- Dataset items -
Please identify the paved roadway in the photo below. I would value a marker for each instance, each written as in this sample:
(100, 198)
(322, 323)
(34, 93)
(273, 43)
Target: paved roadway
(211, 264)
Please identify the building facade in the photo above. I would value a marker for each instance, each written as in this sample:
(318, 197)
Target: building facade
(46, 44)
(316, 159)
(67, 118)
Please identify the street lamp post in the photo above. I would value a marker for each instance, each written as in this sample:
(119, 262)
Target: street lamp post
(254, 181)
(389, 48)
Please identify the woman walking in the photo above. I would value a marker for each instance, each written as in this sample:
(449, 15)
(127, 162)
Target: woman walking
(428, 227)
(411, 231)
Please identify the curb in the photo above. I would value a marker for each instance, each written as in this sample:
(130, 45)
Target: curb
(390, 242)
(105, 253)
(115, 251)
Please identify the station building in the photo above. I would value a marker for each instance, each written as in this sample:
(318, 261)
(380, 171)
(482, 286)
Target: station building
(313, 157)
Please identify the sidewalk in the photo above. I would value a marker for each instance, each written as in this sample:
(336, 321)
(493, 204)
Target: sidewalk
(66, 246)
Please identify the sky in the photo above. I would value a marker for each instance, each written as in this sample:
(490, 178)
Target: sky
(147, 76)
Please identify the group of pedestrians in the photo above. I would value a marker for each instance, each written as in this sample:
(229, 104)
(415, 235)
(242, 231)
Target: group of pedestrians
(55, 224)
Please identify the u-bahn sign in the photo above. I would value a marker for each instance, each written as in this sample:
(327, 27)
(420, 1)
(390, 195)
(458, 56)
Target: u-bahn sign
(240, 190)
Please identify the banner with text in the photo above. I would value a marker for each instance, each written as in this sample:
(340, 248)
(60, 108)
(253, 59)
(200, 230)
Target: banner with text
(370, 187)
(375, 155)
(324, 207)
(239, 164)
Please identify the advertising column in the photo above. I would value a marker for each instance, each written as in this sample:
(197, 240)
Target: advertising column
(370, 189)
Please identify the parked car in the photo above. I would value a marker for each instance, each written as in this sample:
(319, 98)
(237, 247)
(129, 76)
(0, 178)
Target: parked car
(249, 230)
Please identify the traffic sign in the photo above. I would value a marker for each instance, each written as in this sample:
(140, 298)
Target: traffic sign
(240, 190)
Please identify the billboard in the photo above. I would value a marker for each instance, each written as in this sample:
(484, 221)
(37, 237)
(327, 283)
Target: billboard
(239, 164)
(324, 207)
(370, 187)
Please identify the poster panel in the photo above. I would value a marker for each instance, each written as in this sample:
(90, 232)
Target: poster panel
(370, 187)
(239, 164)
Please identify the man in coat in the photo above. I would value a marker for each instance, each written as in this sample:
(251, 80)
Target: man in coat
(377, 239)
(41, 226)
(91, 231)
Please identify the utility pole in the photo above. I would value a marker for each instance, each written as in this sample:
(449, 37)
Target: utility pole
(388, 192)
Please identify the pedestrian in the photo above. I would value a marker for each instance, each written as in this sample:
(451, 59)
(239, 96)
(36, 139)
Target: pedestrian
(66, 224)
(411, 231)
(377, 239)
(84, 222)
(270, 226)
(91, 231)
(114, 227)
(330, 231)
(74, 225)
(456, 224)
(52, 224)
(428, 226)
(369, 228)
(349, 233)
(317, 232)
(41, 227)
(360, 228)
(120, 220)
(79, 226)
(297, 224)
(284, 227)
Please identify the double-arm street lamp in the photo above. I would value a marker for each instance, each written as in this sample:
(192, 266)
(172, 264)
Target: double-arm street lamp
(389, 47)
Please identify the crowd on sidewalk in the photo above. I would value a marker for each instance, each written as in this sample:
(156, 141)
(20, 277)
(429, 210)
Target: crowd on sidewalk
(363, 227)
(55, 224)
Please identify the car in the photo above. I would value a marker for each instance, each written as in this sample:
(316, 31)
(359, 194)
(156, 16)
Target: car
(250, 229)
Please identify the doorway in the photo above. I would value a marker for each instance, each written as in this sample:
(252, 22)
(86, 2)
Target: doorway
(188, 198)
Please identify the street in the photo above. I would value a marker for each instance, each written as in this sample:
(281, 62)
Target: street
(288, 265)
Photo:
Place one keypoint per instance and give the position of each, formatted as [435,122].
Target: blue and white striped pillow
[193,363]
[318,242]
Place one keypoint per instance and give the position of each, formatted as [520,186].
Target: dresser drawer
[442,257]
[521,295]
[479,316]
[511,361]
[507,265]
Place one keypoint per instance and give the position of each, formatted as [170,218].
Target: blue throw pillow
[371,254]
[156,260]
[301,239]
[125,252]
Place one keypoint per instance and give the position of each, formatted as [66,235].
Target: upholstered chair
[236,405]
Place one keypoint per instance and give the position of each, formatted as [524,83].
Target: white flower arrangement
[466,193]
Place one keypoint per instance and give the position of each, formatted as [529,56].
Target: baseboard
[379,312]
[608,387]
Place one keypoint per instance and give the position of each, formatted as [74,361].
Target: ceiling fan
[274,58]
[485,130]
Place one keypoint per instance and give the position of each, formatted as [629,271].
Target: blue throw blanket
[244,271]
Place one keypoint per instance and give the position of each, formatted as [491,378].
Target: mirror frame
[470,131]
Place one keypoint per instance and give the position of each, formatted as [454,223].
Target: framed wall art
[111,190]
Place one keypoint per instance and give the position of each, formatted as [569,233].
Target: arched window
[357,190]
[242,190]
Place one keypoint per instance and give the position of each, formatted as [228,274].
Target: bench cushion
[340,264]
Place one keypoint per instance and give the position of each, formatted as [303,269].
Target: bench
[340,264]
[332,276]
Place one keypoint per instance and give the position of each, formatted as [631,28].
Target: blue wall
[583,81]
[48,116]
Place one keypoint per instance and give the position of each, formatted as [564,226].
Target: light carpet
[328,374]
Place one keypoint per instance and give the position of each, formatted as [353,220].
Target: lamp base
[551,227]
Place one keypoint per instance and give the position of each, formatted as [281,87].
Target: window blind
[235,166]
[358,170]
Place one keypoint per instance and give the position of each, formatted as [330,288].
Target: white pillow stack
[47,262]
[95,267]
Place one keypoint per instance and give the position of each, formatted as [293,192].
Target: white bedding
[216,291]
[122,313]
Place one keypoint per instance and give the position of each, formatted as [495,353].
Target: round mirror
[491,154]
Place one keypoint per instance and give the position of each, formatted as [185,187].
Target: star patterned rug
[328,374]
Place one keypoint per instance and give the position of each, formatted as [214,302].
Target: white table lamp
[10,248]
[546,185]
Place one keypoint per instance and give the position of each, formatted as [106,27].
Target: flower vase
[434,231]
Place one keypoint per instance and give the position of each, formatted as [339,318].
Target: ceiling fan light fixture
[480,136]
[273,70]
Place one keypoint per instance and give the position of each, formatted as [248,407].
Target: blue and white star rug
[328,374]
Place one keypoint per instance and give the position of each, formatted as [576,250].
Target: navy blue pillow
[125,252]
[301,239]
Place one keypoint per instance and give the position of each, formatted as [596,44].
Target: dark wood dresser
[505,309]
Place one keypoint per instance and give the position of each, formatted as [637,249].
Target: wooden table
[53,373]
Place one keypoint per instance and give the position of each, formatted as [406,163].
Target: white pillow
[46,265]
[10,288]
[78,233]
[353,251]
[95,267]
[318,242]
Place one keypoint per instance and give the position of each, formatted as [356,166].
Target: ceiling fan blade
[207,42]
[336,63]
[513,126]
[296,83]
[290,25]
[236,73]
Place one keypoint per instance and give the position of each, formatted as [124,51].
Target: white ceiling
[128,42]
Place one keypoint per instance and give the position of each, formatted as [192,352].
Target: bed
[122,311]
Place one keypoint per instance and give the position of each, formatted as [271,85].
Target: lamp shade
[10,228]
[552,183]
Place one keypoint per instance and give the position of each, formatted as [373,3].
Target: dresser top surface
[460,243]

- YOUR INSTRUCTIONS -
The records shown above should be given again word for word.

- ANSWER FOR THE TASK -
Please identify the paved roadway in the photo below. I would value a marker for each instance, each written as in this sample:
(100, 198)
(322, 323)
(34, 93)
(273, 43)
Target: paved roadway
(211, 264)
Please identify the building facade in the photo above. I would value a marker for each instance, each written as in this sample:
(318, 197)
Target: building facade
(46, 44)
(316, 159)
(67, 118)
Please identify the street lamp post in the photo above. I would value a marker for each instance, each written as in this sample:
(119, 262)
Target: street lamp post
(254, 181)
(389, 48)
Please identify the woman walking in the photo above. I would value a marker for each instance, each written as in this sample:
(449, 15)
(127, 162)
Target: woman walking
(428, 227)
(411, 231)
Please identify the curb in the photo above. I would value a marker for each instance, each written as in this sample:
(130, 45)
Target: curb
(390, 242)
(105, 253)
(115, 251)
Please identify the station building in the photo above. I would value a marker for each instance, each written as in this sample:
(318, 261)
(380, 171)
(482, 286)
Target: station building
(313, 157)
Please identify the sidewalk in the photo above. I would value a marker for each instance, each written as in this sample:
(336, 321)
(493, 204)
Target: sidewalk
(66, 246)
Please identify the sky in the photo above. I would value a marker for each instance, each written as in this sample:
(490, 178)
Target: sky
(147, 76)
Please identify the group of pedestrians in the photo above. I would value a marker for each instance, each written as in this sample:
(229, 104)
(415, 235)
(242, 231)
Target: group of pedestrians
(55, 224)
Please identify the u-bahn sign in the photo above. I would value a marker for each instance, each written as in this sample:
(327, 27)
(420, 1)
(390, 195)
(458, 56)
Target: u-bahn sign
(240, 190)
Please identify the banner with text in the photo above. I would value a marker for each instance, each written as in this sample:
(340, 248)
(60, 108)
(253, 59)
(200, 230)
Target: banner with text
(370, 187)
(375, 155)
(324, 207)
(239, 164)
Please identify the advertising column in the photo above. I would value a marker for each instance, each written as in this sample:
(197, 240)
Target: advertising column
(370, 189)
Please identify the parked car in the photo above. I would value a marker for each instance, each written as in this sample:
(319, 98)
(237, 247)
(129, 76)
(0, 178)
Target: parked car
(249, 230)
Please identify the traffic sign in the photo above. I would value a marker for each instance, each written as in this sample:
(140, 298)
Target: traffic sign
(240, 190)
Please identify the billboard in the photo above. I would value a marker for each instance, each written as in this sample:
(484, 221)
(37, 237)
(327, 283)
Target: billboard
(239, 164)
(324, 207)
(370, 187)
Please identify the poster panel in the photo above. I would value a marker for each instance, each written as in this sample:
(90, 232)
Target: poster panel
(370, 187)
(239, 164)
Please identify the man in coat in the photo above. I would value a marker for each instance, each written as in this sample:
(251, 80)
Target: man in coat
(377, 239)
(41, 226)
(91, 231)
Please identify the utility pole in the photo above. I would value a marker for each instance, each written as in this sample:
(449, 37)
Target: utility pole
(388, 192)
Please identify the pedestrian in the photo above. I would value a marker for each instance, each written as in this sample:
(451, 59)
(239, 96)
(36, 139)
Target: pedestrian
(66, 224)
(411, 231)
(377, 239)
(84, 222)
(270, 226)
(91, 231)
(114, 227)
(330, 231)
(74, 225)
(456, 224)
(52, 224)
(428, 226)
(369, 228)
(349, 233)
(317, 232)
(41, 227)
(360, 228)
(120, 220)
(79, 226)
(297, 224)
(284, 227)
Please identify the double-arm street lamp in the photo above. I would value a marker for each instance, each written as in this sample:
(192, 266)
(172, 264)
Target: double-arm street lamp
(389, 47)
Please identify the crowd on sidewalk in the photo above. I would value a marker for each instance, each written as in this sample:
(156, 141)
(20, 277)
(429, 210)
Target: crowd on sidewalk
(363, 227)
(55, 224)
Please identify the car in the photo above. I would value a marker for each instance, each written as in this sample:
(316, 31)
(359, 194)
(156, 16)
Target: car
(250, 229)
Please identify the doorway in the photo above. I would value a marker for each instance, each written as in this sample:
(252, 22)
(86, 2)
Target: doorway
(188, 198)
Please identify the street in the photo above. I would value a marker for each instance, each written as in this sample:
(281, 62)
Target: street
(288, 265)
Photo:
Place one keypoint per instance and give the position of each, formatted as [435,122].
Target: blue and white striped pillow
[193,363]
[318,242]
Place one keypoint per instance and give the position of each, formatted as [520,186].
Target: dresser drawer
[442,257]
[521,295]
[479,316]
[511,361]
[507,265]
Place one keypoint per instance and give the position of each, formatted as [170,218].
Target: blue throw pillow
[371,254]
[156,260]
[301,239]
[125,252]
Place one keypoint per instance and give the position of each, formatted as [66,235].
Target: upholstered chair
[236,405]
Place one keypoint per instance and give the position of each, formatted as [524,83].
Target: white flower arrangement
[466,193]
Place one keypoint per instance and give the position of each, formatted as [529,56].
Target: baseboard
[379,312]
[608,387]
Place one keypoint per instance and give the position of each, formatted as [74,361].
Target: ceiling fan
[274,58]
[485,130]
Place one keypoint per instance and give the position of each, formatted as [629,271].
Target: blue throw blanket
[244,271]
Place one keypoint per instance and give the position of each, formatted as [491,378].
Target: mirror frame
[470,131]
Place one keypoint per instance and give the position of each, formatted as [454,223].
Target: framed wall art
[111,190]
Place one keypoint per instance and give the position of each, formatted as [569,233].
Target: arched window
[357,190]
[242,190]
Place one keypoint per instance and give the position of each, formatted as [228,274].
Target: bench cushion
[340,264]
Place one keypoint per instance and give the position of each, formatted as [303,269].
Target: bench
[340,264]
[332,276]
Place one keypoint per instance and give the position of each, formatted as [631,28].
Target: blue wall
[583,81]
[48,116]
Place one keypoint per instance and give the position of each, formatted as [564,226].
Target: light carpet
[328,374]
Place one keypoint per instance and give the position of each, formatted as [353,220].
Target: lamp base
[551,227]
Place one keypoint per instance and give the position of each, formatted as [281,87].
Target: window blind
[235,166]
[358,170]
Place one keypoint per instance and give the position of each, formatted as [330,288].
Target: white pillow stack
[47,262]
[95,267]
Place one keypoint per instance and give the position of each, formatted as [293,192].
Target: white bedding
[216,291]
[122,313]
Place one keypoint per instance and give the position of each, formatted as [495,353].
Target: round mirror
[491,154]
Place one keypoint per instance and give the position of each, formatted as [185,187].
Target: star patterned rug
[328,374]
Place one keypoint per instance and give the position of each, formatted as [214,302].
Target: white table lamp
[10,248]
[546,185]
Place one keypoint per instance and give the position of each, formatted as [106,27].
Target: flower vase
[434,231]
Place one keypoint per instance and give the position of each, formatted as [339,318].
Target: ceiling fan light fixture
[480,136]
[273,70]
Place one keypoint per instance and give the position of each, formatted as [248,407].
Target: blue and white star rug
[328,374]
Place one keypoint per instance and give the position of each, formatted as [576,250].
Target: navy blue pillow
[125,252]
[301,239]
Place one keypoint per instance and give the position of each, formatted as [596,44].
Target: dark wood dresser
[505,309]
Place one keypoint per instance and give the position of each, formatted as [637,249].
Target: wooden table
[53,373]
Place one keypoint per instance and give the position of each, formatted as [406,163].
Target: white pillow
[46,265]
[10,288]
[78,233]
[353,251]
[95,267]
[318,242]
Place one keypoint per instance and give the position of each, formatted as [356,166].
Target: ceiling fan blade
[207,42]
[336,63]
[513,126]
[296,83]
[290,25]
[236,73]
Place one keypoint per instance and give the position of each, formatted as [124,51].
Target: white ceiling
[128,42]
Place one keypoint per instance and give the position of each, formatted as [192,352].
Target: bed
[122,311]
Place one keypoint per instance and give the position of each, formatted as [271,85].
Target: lamp shade
[10,228]
[552,183]
Place one keypoint per instance and give the position of each, formatted as [373,3].
Target: dresser top surface
[460,243]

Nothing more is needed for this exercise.